-- SHORT PROBLEM --
Convert the lines below into a JSON list of strings, with one string for each line. Leave out blank lines, and omit the pictures from your answer.

Excerpts from a pointing dataset:
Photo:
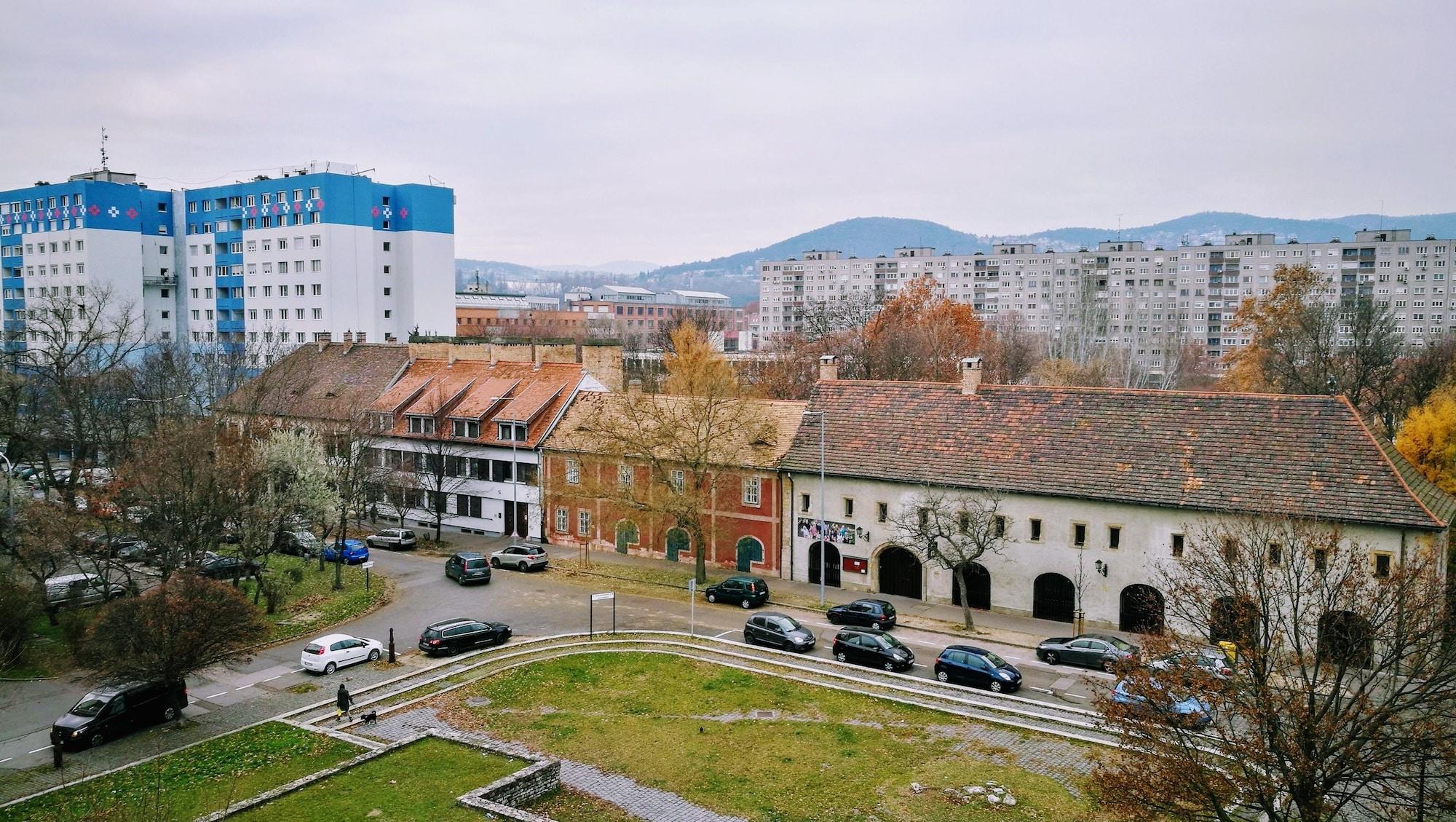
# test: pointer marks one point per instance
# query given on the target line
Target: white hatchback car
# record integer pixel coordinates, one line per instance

-- OUTPUT OF THE EXERCISE --
[
  "Photo:",
  "# test: pointer marks one point per instance",
  "# query given on the target line",
  "Target: white hatchback car",
  "# record integer pixel coordinates, one line per instance"
]